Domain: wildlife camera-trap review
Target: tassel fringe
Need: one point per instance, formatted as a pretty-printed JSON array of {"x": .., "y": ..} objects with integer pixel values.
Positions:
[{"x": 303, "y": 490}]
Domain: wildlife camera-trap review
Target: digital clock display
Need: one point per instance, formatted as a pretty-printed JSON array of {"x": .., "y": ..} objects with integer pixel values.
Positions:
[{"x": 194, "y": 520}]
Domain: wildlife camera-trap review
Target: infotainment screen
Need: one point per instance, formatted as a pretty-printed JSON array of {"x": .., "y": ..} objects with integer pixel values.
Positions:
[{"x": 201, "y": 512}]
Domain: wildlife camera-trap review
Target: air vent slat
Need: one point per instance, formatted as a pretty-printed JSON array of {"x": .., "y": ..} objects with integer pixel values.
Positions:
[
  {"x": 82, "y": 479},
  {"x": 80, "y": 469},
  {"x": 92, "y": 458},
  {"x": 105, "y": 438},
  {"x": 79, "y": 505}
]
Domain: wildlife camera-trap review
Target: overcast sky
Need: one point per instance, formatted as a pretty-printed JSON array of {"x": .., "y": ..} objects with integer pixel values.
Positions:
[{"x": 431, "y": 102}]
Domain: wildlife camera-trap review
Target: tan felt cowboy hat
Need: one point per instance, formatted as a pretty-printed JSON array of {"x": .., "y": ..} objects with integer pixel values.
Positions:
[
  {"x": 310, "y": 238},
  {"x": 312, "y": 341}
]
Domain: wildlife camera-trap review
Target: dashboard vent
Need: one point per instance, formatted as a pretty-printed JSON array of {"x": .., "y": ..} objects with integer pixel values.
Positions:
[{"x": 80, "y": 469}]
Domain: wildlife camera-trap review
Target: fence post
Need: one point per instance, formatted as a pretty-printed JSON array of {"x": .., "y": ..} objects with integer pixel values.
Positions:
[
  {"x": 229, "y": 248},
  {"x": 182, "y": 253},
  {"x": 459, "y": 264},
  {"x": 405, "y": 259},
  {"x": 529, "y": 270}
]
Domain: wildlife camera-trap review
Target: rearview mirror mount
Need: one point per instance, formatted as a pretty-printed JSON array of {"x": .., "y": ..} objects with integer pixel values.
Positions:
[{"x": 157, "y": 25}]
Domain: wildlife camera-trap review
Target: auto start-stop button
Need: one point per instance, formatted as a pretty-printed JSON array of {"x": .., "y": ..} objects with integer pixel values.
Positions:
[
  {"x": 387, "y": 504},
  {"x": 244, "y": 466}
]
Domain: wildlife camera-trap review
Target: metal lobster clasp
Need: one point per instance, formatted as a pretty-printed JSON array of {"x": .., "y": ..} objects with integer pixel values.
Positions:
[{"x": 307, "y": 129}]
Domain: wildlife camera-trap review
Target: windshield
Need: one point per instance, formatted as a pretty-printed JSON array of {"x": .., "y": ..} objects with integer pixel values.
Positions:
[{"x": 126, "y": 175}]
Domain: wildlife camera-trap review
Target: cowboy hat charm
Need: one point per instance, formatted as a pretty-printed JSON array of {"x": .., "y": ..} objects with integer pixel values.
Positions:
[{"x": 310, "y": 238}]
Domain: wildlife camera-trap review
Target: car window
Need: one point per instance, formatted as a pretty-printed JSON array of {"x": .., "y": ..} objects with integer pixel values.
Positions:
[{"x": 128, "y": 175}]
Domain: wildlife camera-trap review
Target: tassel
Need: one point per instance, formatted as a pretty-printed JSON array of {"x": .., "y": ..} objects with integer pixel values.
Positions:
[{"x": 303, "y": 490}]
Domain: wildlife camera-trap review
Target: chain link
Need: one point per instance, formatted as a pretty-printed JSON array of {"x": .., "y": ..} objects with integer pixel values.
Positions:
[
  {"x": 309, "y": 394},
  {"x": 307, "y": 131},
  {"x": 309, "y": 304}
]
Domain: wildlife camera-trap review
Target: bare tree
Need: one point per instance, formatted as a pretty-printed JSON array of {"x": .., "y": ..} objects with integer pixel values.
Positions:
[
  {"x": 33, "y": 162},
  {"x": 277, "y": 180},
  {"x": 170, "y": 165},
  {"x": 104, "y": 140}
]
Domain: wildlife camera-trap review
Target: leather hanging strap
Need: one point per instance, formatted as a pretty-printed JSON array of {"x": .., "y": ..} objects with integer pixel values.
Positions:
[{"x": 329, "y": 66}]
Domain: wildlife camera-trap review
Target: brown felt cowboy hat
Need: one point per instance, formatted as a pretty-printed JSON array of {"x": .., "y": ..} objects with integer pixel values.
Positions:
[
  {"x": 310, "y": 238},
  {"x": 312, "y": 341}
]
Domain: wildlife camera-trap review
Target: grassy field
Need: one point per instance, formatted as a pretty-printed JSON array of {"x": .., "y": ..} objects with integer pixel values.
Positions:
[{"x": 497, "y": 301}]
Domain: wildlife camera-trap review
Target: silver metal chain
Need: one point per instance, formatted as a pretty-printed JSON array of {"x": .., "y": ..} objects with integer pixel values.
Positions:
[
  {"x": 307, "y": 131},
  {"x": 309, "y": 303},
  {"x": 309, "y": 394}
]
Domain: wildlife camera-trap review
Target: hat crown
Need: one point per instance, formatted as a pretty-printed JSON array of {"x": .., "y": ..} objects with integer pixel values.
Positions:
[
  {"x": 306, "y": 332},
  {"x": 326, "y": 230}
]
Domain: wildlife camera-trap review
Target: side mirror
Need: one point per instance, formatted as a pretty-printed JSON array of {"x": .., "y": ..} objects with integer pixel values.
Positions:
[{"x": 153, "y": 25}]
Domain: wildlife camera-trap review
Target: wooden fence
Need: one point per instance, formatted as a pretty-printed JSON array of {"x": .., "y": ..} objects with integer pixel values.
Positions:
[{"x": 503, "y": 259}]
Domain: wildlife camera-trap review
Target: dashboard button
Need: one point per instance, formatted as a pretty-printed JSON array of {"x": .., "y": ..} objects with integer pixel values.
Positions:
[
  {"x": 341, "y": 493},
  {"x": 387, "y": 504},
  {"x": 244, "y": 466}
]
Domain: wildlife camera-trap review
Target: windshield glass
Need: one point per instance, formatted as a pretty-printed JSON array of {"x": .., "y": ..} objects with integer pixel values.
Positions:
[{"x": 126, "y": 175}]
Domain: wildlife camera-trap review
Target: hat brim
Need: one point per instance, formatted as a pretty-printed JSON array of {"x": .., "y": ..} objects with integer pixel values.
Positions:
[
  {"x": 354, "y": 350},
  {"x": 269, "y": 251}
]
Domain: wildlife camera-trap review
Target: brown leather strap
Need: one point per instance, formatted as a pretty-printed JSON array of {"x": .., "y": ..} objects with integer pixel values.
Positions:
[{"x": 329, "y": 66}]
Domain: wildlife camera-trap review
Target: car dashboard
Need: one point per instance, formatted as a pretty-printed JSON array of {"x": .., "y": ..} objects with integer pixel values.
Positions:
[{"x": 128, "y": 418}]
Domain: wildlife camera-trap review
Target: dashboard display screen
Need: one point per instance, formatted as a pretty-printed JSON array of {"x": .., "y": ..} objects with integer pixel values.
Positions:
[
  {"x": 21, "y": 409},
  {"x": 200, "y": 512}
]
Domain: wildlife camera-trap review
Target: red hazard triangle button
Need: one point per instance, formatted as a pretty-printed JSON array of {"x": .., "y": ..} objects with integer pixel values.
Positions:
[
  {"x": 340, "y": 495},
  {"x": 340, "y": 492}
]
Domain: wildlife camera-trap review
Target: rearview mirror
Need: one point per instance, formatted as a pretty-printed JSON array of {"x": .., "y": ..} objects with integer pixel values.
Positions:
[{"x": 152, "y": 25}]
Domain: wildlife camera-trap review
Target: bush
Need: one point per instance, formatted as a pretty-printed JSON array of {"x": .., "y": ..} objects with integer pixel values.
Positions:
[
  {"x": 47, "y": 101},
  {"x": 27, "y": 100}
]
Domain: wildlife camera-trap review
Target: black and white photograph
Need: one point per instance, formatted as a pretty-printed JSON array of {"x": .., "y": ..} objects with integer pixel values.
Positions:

———

**EXERCISE DESCRIPTION**
Every line above in which the word "mirror" occurs is to be copied.

**TASK ANSWER**
Target: rearview mirror mount
Target: side mirror
Target: rearview mirror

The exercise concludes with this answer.